Exercise directions
Write out all of the data below word for word, leaving out the pictures.

Record list
☆ ☆ ☆ ☆

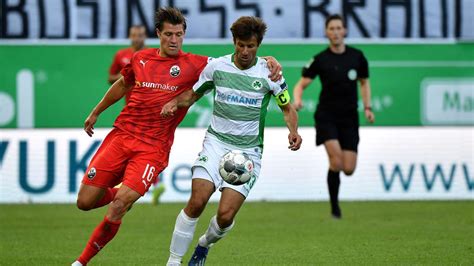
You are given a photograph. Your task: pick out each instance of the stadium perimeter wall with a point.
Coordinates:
(395, 163)
(55, 85)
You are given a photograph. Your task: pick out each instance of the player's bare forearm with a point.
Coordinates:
(275, 68)
(291, 119)
(365, 92)
(114, 77)
(366, 97)
(115, 93)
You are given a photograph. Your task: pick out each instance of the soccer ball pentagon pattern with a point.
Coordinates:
(236, 167)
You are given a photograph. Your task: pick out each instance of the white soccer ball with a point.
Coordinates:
(236, 167)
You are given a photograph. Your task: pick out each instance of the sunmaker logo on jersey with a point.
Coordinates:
(239, 99)
(157, 86)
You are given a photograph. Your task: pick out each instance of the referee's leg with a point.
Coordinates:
(335, 155)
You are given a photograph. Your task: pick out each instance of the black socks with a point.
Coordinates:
(333, 185)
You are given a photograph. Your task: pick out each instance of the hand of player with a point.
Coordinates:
(298, 104)
(89, 124)
(369, 115)
(295, 141)
(169, 108)
(276, 72)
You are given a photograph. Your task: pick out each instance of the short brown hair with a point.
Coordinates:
(171, 15)
(335, 17)
(245, 27)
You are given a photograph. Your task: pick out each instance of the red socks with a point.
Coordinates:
(102, 234)
(107, 198)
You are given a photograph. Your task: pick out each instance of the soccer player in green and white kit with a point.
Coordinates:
(242, 94)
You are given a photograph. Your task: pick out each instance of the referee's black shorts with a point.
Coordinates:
(345, 129)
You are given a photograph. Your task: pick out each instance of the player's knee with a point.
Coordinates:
(225, 217)
(195, 207)
(118, 207)
(336, 164)
(348, 172)
(83, 204)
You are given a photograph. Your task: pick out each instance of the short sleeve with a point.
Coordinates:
(115, 67)
(127, 72)
(205, 83)
(311, 70)
(278, 87)
(363, 67)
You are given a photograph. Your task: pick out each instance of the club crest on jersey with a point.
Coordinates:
(352, 74)
(91, 174)
(257, 84)
(174, 71)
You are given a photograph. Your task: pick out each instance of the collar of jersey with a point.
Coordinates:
(180, 53)
(254, 63)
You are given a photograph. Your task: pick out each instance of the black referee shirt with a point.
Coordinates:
(338, 74)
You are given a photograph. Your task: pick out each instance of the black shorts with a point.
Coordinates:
(345, 130)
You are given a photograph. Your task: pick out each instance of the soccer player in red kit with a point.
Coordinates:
(137, 149)
(137, 36)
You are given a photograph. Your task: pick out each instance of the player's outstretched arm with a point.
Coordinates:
(365, 91)
(185, 99)
(115, 93)
(291, 120)
(298, 92)
(275, 68)
(114, 77)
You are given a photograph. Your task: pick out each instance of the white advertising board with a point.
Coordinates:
(408, 163)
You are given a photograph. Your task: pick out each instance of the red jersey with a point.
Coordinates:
(157, 81)
(121, 59)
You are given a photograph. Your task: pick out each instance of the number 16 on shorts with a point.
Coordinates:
(148, 175)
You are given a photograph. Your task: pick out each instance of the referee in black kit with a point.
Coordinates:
(339, 67)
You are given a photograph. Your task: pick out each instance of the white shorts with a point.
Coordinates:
(206, 165)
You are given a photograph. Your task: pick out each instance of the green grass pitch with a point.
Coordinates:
(272, 233)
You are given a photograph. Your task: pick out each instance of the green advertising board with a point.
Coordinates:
(55, 86)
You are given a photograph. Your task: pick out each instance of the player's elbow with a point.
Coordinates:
(84, 205)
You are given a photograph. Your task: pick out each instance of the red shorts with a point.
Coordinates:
(124, 158)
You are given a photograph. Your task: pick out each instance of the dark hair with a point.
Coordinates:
(171, 15)
(137, 26)
(245, 27)
(335, 17)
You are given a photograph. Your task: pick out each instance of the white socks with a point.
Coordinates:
(182, 237)
(213, 233)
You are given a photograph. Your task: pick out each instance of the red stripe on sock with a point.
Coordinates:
(102, 234)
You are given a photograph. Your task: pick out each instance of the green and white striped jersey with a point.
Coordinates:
(241, 99)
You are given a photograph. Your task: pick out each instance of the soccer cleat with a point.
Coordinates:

☆ ☆ ☆ ☆

Response to this task
You are given a photograph. Your task: pick out each instance of the stadium perimeter wall with a point.
Coordinates:
(395, 163)
(55, 85)
You are given a photograph. Your task: pick out each instance of the player's bare forearm with a point.
Coordinates:
(275, 68)
(291, 119)
(365, 92)
(114, 77)
(366, 97)
(115, 93)
You are given a photograph. Your task: pick out each instance of the soccer ball pentagon pattern with a point.
Coordinates:
(236, 167)
You are given a photograph. Your task: pick out each instance of the white soccer ball with a point.
Coordinates:
(236, 167)
You are given a photograph. Your task: pick out each instance of the sunmaker logo on jersey with a point.
Coordinates:
(239, 99)
(157, 86)
You are given a photograph. Your task: pick out each instance of the referee's leg with a point.
Coordinates:
(335, 155)
You are given a photograph. Your task: pick out each instance of the black socks with a point.
Coordinates:
(333, 185)
You are given a photograph. Your task: pick out each instance of the hand of player with a point.
Coordinates:
(298, 104)
(89, 124)
(369, 115)
(295, 141)
(169, 108)
(276, 72)
You are given a photograph. Your task: pick out each instance of the short brown hair with a point.
Coordinates:
(171, 15)
(335, 17)
(245, 27)
You are given a photograph. Your task: pick out each instance of the red socks with a point.
Coordinates:
(102, 234)
(107, 198)
You are given a photograph. Your task: pick out each instance of the soccer player in green and white kit with a point.
Coordinates:
(242, 94)
You are given a photograph. Your task: pick out each instance of the referee's black shorts with a point.
Coordinates:
(345, 129)
You are given a photograph. Your task: pick out each instance of the player's knee with a point.
Coordinates:
(225, 217)
(195, 207)
(118, 207)
(336, 164)
(348, 172)
(83, 204)
You are given a photograph. Your task: pick out each instance of the short sleeve with a point.
Coordinates:
(115, 67)
(127, 72)
(205, 83)
(311, 70)
(278, 87)
(363, 67)
You are given a photograph. Your task: pick out each instance of the club crest on jersey with a point.
Coordinates:
(352, 74)
(91, 174)
(257, 84)
(174, 71)
You are given a photograph. Your task: pick out each instance of the collar of jersey with a point.
Coordinates:
(180, 53)
(254, 63)
You are given a photograph. Your task: pick out each instance of the black referee shirt with a point.
Coordinates:
(338, 74)
You are given a photograph. Your task: pick out each instance of the black shorts with a point.
Coordinates:
(345, 130)
You are given a photograph. Your task: pick out each instance of the soccer player in red kit with a point.
Coordinates:
(137, 149)
(137, 36)
You are given a photograph. Your task: pick out each instance of the player's outstretched arm with a point.
Coordinates:
(365, 91)
(185, 99)
(115, 93)
(291, 120)
(298, 92)
(275, 68)
(114, 77)
You are given a photograph. Your task: pick out each instance of the white advertising board with a point.
Coordinates:
(408, 163)
You are given a photograph. Your task: pick out each instance of the red jersey with a point.
Coordinates:
(157, 81)
(121, 59)
You are given a photograph. Your task: pick out each instance of the number 16 on shorts with a point.
Coordinates:
(148, 175)
You are given a photograph. Your task: pick out each instance of the referee in black kit with a point.
Coordinates:
(339, 67)
You are given a photograph. Your task: pick out each instance of the white shorts with a point.
Coordinates:
(206, 165)
You are given a photograph. Your task: pick out each instance of the green grass pitch with a point.
Coordinates:
(272, 233)
You are given a photograph. Your task: pick out each instance of the green advertising board with a point.
Coordinates:
(55, 86)
You are given a photograph. Your task: pick out each instance of the player's elbow with a point.
Coordinates:
(84, 205)
You are given a photograph. Your task: pick out each instance of the red shorts with a point.
Coordinates:
(124, 158)
You are given a photograph. Your task: pick out each instance of the dark hair with a point.
Coordinates:
(171, 15)
(137, 26)
(245, 27)
(335, 17)
You are given a photograph. Your task: pick out each instance of the white socks with a point.
Coordinates:
(182, 237)
(213, 233)
You are given a photograph. Your task: pick out each instance of the red stripe on sock with a point.
Coordinates:
(102, 234)
You are given a photograph. Your task: pick out each instance of the green and white striped jersey with a point.
Coordinates:
(241, 99)
You are given a photograph. Your task: pick out each instance of the soccer cleat with a point.
Coordinates:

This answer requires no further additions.